- TRECHO SELECIONADO
=-=-=

Movimentos frenéticos e sem ritmo marcam o passo, seguido sempre por um som...que é mais animador quando é conhecido. O álcool hoje foi doce, leve, não deixou suas marcas fortes, não me fez cair nem me sentir mal. A música, essa criança chata e insistente que não me deixa indecisão, resolveu ser boazinha hoje. Boazinha demais. Estou começando a suspeitar até que está aprontando alguma coisa, junto com a irmã noite.
O cansaço toma conta do corpo, e passo a assistir movimentos frenéticos. Acontece que tem alguém do meu lado que não está – NADA – bem.
Por coincidência ou não, está mal, passando muito mal, revirando os olhos, falando mole. Diz que foi ao banheiro vomitar e voltou.

=-=-=

Trechos do conjunto de dados
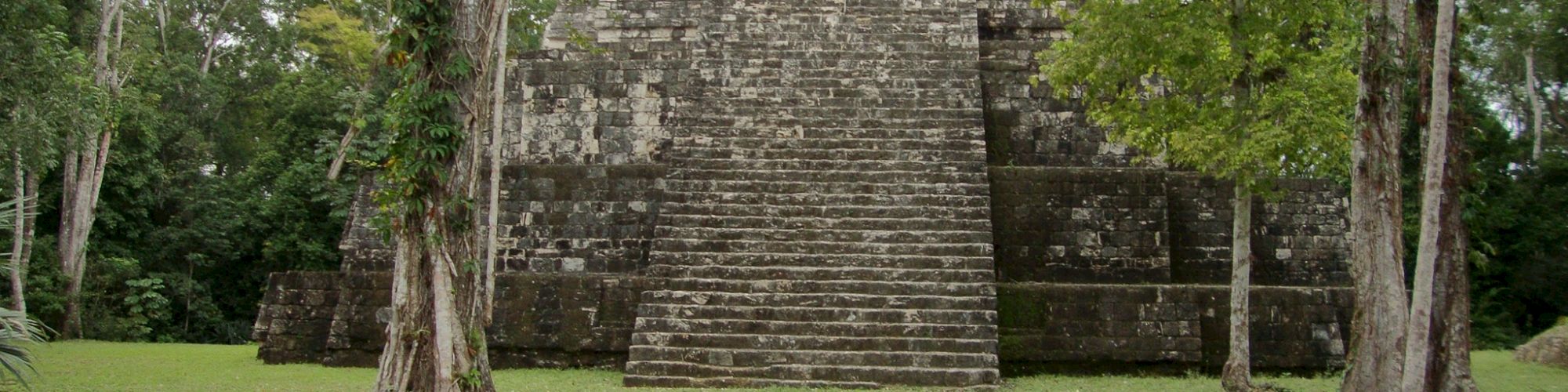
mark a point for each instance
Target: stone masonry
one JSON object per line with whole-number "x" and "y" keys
{"x": 840, "y": 194}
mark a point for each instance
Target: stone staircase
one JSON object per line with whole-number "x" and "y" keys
{"x": 827, "y": 216}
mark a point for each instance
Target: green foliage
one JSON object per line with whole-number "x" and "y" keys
{"x": 339, "y": 42}
{"x": 1266, "y": 92}
{"x": 18, "y": 335}
{"x": 427, "y": 137}
{"x": 145, "y": 305}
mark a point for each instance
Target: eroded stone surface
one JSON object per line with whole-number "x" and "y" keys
{"x": 1548, "y": 349}
{"x": 829, "y": 194}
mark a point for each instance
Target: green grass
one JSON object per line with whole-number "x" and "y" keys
{"x": 101, "y": 366}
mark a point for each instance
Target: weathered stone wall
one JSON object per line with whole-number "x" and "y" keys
{"x": 1028, "y": 126}
{"x": 1081, "y": 225}
{"x": 365, "y": 249}
{"x": 1301, "y": 236}
{"x": 1294, "y": 328}
{"x": 296, "y": 318}
{"x": 764, "y": 142}
{"x": 579, "y": 219}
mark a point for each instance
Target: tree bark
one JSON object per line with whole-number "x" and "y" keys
{"x": 1533, "y": 85}
{"x": 1442, "y": 302}
{"x": 1436, "y": 197}
{"x": 441, "y": 288}
{"x": 20, "y": 236}
{"x": 1377, "y": 249}
{"x": 84, "y": 178}
{"x": 212, "y": 38}
{"x": 498, "y": 125}
{"x": 349, "y": 139}
{"x": 1238, "y": 374}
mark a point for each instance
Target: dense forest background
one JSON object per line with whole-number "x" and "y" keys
{"x": 233, "y": 114}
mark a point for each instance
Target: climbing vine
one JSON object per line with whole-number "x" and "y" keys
{"x": 427, "y": 136}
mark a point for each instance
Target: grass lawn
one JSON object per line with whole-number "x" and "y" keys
{"x": 101, "y": 366}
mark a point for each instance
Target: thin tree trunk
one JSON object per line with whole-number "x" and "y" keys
{"x": 440, "y": 294}
{"x": 354, "y": 131}
{"x": 212, "y": 38}
{"x": 498, "y": 123}
{"x": 164, "y": 26}
{"x": 1448, "y": 360}
{"x": 1377, "y": 250}
{"x": 1436, "y": 197}
{"x": 1534, "y": 87}
{"x": 1238, "y": 374}
{"x": 26, "y": 258}
{"x": 20, "y": 238}
{"x": 84, "y": 176}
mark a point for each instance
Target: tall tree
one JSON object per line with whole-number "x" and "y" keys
{"x": 1437, "y": 352}
{"x": 1533, "y": 87}
{"x": 26, "y": 214}
{"x": 1377, "y": 245}
{"x": 443, "y": 283}
{"x": 84, "y": 169}
{"x": 1243, "y": 90}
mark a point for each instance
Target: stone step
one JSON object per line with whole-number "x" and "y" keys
{"x": 857, "y": 288}
{"x": 821, "y": 274}
{"x": 830, "y": 212}
{"x": 816, "y": 236}
{"x": 830, "y": 143}
{"x": 697, "y": 245}
{"x": 832, "y": 176}
{"x": 827, "y": 154}
{"x": 634, "y": 380}
{"x": 822, "y": 165}
{"x": 815, "y": 343}
{"x": 789, "y": 260}
{"x": 680, "y": 220}
{"x": 833, "y": 131}
{"x": 766, "y": 358}
{"x": 873, "y": 377}
{"x": 822, "y": 300}
{"x": 677, "y": 184}
{"x": 818, "y": 328}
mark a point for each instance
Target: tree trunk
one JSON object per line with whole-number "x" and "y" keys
{"x": 1533, "y": 85}
{"x": 212, "y": 38}
{"x": 440, "y": 289}
{"x": 1377, "y": 250}
{"x": 84, "y": 176}
{"x": 1238, "y": 374}
{"x": 1439, "y": 350}
{"x": 1434, "y": 198}
{"x": 498, "y": 123}
{"x": 349, "y": 139}
{"x": 20, "y": 236}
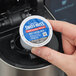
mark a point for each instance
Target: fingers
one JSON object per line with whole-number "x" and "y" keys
{"x": 52, "y": 56}
{"x": 68, "y": 45}
{"x": 65, "y": 28}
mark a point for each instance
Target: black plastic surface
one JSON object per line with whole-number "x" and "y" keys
{"x": 13, "y": 57}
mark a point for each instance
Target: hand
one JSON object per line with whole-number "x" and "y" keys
{"x": 66, "y": 61}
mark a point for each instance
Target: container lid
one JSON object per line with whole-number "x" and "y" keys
{"x": 36, "y": 31}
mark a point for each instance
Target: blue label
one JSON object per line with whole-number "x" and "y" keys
{"x": 35, "y": 29}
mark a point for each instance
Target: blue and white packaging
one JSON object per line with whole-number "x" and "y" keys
{"x": 35, "y": 31}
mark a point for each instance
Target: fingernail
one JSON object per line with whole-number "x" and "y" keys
{"x": 36, "y": 51}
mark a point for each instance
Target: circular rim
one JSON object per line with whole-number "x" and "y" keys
{"x": 34, "y": 44}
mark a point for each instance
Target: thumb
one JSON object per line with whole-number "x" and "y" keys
{"x": 58, "y": 59}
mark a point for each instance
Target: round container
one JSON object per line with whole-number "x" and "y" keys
{"x": 35, "y": 31}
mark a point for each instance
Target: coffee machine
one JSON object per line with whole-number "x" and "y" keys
{"x": 14, "y": 59}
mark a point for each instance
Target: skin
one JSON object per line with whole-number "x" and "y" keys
{"x": 66, "y": 61}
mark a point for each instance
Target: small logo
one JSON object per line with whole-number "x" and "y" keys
{"x": 64, "y": 2}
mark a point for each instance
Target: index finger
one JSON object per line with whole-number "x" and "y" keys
{"x": 65, "y": 28}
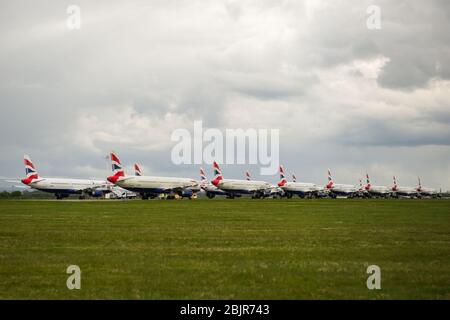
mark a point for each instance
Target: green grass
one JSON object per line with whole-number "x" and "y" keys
{"x": 225, "y": 249}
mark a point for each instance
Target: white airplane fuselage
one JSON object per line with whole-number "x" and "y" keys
{"x": 405, "y": 191}
{"x": 230, "y": 186}
{"x": 155, "y": 185}
{"x": 301, "y": 189}
{"x": 378, "y": 190}
{"x": 66, "y": 186}
{"x": 343, "y": 189}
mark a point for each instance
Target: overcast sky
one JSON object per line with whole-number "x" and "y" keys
{"x": 343, "y": 96}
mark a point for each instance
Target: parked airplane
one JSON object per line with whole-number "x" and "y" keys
{"x": 404, "y": 191}
{"x": 190, "y": 192}
{"x": 427, "y": 192}
{"x": 137, "y": 170}
{"x": 297, "y": 188}
{"x": 273, "y": 191}
{"x": 377, "y": 191}
{"x": 148, "y": 186}
{"x": 210, "y": 189}
{"x": 62, "y": 187}
{"x": 236, "y": 188}
{"x": 347, "y": 190}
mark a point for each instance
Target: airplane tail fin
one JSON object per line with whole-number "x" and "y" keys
{"x": 283, "y": 180}
{"x": 368, "y": 185}
{"x": 394, "y": 187}
{"x": 203, "y": 178}
{"x": 137, "y": 170}
{"x": 217, "y": 174}
{"x": 30, "y": 170}
{"x": 330, "y": 180}
{"x": 117, "y": 168}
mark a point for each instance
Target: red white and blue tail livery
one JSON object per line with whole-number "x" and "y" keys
{"x": 236, "y": 188}
{"x": 345, "y": 190}
{"x": 149, "y": 186}
{"x": 300, "y": 189}
{"x": 61, "y": 187}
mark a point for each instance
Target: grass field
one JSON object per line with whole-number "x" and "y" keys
{"x": 225, "y": 249}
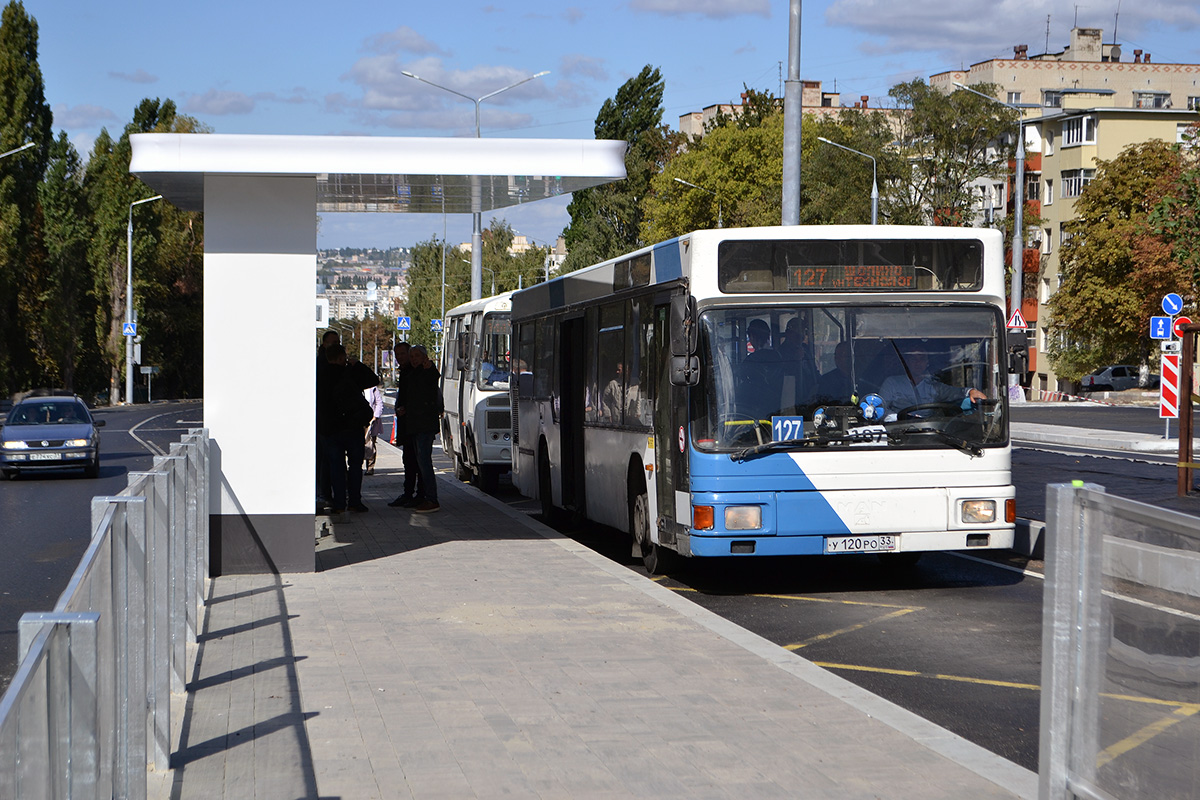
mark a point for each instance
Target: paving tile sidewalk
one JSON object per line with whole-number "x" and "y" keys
{"x": 474, "y": 654}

=-=-=

- AÇÕES NECESSÁRIAS
• A. Copie palavra por palavra a parte do trecho selecionado que começa em "Movimentos frenéticos e" e vai até "vomitar e voltou.".
• B. Liste as três coisas que, segundo o trecho selecionado, o álcool não fez.

- RESPOSTAS DAS TAREFAS
• A.
Movimentos frenéticos e sem ritmo marcam o passo, seguido sempre por um som...que é mais animador quando é conhecido. O álcool hoje foi doce, leve, não deixou suas marcas fortes, não me fez cair nem me sentir mal. A música, essa criança chata e insistente que não me deixa indecisão, resolveu ser boazinha hoje. Boazinha demais. Estou começando a suspeitar até que está aprontando alguma coisa, junto com a irmã noite.
O cansaço toma conta do corpo, e passo a assistir movimentos frenéticos. Acontece que tem alguém do meu lado que não está – NADA – bem.
Por coincidência ou não, está mal, passando muito mal, revirando os olhos, falando mole. Diz que foi ao banheiro vomitar e voltou.

• B.
- Não deixou suas marcas fortes.
- Não fez quem narra cair.
- Não fez quem narra se sentir mal.